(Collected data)

____

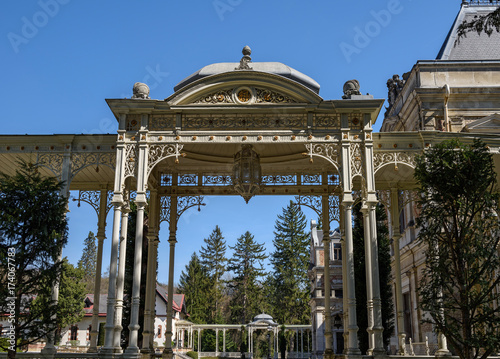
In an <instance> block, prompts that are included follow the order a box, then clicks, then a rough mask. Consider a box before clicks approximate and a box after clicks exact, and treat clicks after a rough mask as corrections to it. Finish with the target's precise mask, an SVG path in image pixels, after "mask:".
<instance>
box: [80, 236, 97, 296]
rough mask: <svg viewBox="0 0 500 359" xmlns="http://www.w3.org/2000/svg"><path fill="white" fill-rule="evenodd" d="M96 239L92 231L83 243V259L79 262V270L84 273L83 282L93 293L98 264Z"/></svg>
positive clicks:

____

> **Task prompt**: Write out the lines of the records exactly, starting at the one holding "rough mask: <svg" and ending with the last line, and include no others.

> **Response box**:
rough mask: <svg viewBox="0 0 500 359" xmlns="http://www.w3.org/2000/svg"><path fill="white" fill-rule="evenodd" d="M96 239L92 231L83 243V259L79 262V270L84 273L83 282L93 293L98 264Z"/></svg>
positive clicks:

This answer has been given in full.